Passage given:
------------
Suggested Project Layout

Follows golang-standards/project-layout.

06-job-queue-redis/
├── cmd/
│   ├── worker/
│   │   └── main.go            # builds a Server, registers handlers, Run()
│   └── producer/
│       └── main.go            # enqueuer CLI: enqueue/inspect/dlq/requeue
├── internal/
│   ├── queue/
│   │   ├── broker.go          # Broker interface + Redis implementation
│   │   ├── broker_redis.go    # BRPOPLPUSH / Lua scripts, key layout
│   │   ├── job.go             # Job struct, (de)serialization, status
│   │   ├── scheduler.go       # ZSET scheduler: promote due jobs
│   │   ├── recovery.go        # janitor: re-queue stale in-flight jobs
│   │   ├── retry.go           # backoff + jitter policy
│   │   └── keys.go            # Redis key naming helpers
│   ├── worker/
│   │   ├── pool.go            # bounded worker pool, graceful drain
│   │   └── processor.go       # dequeue -> dispatch -> ack/retry/dlq
│   ├── metrics/
│   │   └── metrics.go         # Prometheus collectors + registration
│   └── admin/
│       └── admin.go           # queue depth / DLQ inspection helpers
├── pkg/
│   └── jobqueue/              # PUBLIC API (importable by other projects)
│       ├── client.go          # Client.Enqueue + Options
│       ├── server.go          # Server.Register / Run / Shutdown
│       ├── task.go            # Task, Job, Handler, ServeMux
│       └── options.go         # WithQueue/WithMaxRetries/WithDelay/...
├── examples/
│   ├── email/                 # example handler + enqueuer
│   └── image-resize/          # example with larger payloads
├── deploy/
│   ├── docker-compose.yml     # redis + prometheus + grafana + worker
│   ├── prometheus.yml
│   └── grafana/
│       └── dashboards/jobqueue.json
├── Dockerfile                 # multi-stage build for worker + producer
├── go.mod
├── go.sum
├── README.md
└── SPEC.md

internal/ holds the engine; pkg/jobqueue/ is the thin, stable public surface that re-exports the types other applications should depend on.
------------
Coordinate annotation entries
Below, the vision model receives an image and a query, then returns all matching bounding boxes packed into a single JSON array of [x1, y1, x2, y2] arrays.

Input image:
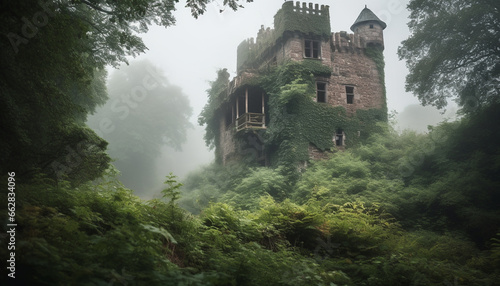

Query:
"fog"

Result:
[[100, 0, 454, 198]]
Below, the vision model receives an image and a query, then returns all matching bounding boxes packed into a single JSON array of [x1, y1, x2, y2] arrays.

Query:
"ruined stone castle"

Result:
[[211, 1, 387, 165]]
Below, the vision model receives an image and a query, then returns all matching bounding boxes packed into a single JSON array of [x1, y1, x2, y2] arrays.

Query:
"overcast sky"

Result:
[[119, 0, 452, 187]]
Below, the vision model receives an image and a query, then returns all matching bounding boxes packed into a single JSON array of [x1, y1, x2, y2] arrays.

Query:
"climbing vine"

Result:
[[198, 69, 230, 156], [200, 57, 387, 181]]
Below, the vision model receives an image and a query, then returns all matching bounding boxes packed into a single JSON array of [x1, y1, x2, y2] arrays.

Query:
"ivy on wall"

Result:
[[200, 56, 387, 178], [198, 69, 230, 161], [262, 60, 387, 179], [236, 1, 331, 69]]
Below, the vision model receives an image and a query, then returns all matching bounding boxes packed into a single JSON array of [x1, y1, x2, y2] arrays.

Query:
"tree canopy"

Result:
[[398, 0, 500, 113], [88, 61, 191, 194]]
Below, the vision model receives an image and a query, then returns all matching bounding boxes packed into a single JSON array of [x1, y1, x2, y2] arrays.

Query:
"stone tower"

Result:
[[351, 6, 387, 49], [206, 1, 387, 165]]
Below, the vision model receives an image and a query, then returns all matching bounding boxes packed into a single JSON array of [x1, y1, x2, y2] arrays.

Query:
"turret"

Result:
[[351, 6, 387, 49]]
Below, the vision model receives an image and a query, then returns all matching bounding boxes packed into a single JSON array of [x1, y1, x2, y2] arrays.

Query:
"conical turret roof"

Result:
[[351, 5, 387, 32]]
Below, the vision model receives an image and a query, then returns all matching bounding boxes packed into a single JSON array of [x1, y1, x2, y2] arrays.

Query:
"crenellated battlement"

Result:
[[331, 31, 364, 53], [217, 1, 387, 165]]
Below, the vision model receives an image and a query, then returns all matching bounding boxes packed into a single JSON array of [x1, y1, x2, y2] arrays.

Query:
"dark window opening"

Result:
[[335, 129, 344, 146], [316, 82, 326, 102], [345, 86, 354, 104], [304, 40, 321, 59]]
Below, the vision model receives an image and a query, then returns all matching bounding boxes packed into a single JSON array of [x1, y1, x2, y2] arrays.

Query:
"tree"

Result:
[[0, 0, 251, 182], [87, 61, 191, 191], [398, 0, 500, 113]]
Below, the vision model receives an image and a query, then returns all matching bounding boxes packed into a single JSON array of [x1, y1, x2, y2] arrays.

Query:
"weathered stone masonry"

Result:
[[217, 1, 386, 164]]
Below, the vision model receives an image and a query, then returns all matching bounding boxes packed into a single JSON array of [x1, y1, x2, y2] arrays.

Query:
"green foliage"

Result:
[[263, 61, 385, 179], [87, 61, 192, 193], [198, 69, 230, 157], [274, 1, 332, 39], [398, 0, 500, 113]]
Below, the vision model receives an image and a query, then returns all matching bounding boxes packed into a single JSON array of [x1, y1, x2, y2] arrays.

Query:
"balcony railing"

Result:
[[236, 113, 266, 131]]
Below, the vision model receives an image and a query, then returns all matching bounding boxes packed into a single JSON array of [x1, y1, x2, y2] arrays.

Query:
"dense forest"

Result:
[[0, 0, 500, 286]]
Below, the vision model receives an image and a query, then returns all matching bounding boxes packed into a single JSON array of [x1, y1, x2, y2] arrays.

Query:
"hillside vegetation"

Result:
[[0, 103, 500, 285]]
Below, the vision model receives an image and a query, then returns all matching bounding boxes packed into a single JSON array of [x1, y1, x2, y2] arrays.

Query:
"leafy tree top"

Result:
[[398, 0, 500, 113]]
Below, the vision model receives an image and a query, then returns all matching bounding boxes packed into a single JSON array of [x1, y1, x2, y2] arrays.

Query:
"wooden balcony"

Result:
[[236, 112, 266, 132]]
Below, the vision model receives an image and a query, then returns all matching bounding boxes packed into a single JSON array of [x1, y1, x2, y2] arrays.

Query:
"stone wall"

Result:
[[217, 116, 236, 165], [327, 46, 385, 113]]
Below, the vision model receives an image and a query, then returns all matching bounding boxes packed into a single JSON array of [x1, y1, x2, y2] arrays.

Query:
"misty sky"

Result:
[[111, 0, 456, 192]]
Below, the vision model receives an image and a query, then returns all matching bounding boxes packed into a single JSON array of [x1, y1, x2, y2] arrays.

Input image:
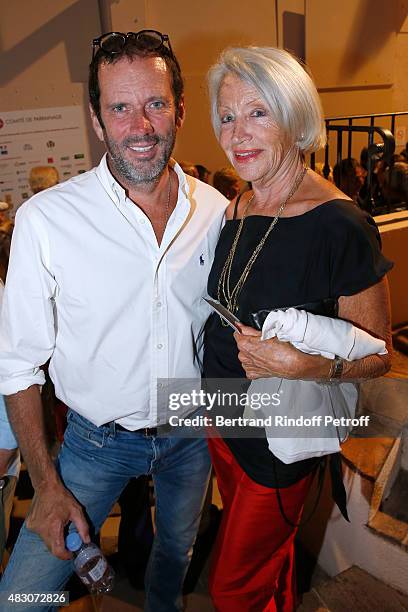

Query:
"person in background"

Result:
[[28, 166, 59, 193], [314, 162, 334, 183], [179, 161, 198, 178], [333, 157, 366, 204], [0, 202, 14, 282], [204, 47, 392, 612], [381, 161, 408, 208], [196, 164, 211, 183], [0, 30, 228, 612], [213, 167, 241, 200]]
------------
Tasks:
(1) Which file in the job queue project layout holds the backoff and jitter policy?
(2) Pick up the job queue project layout after its final sentence and keep writing.

Answer set:
(1) internal/queue/retry.go

(2)
Data Model / Database

The Job

// Status is the lifecycle state of a job.
type Status string

const (
    StatusPending    Status = "pending"    // waiting in a queue
    StatusScheduled  Status = "scheduled"  // in the ZSET, not yet due
    StatusActive     Status = "active"     // in a processing list, being run
    StatusRetry      Status = "retry"      // failed, scheduled for another try
    StatusCompleted  Status = "completed"  // succeeded (usually then deleted)
    StatusDead       Status = "dead"       // exhausted retries -> DLQ
)

// Job is the full record persisted in Redis.
type Job struct {
    ID         string          `json:"id"`          // ULID/UUID
    Type       string          `json:"type"`        // routes to a handler
    Payload    json.RawMessage `json:"payload"`     // opaque task data
    Queue      string          `json:"queue"`       // e.g. "default"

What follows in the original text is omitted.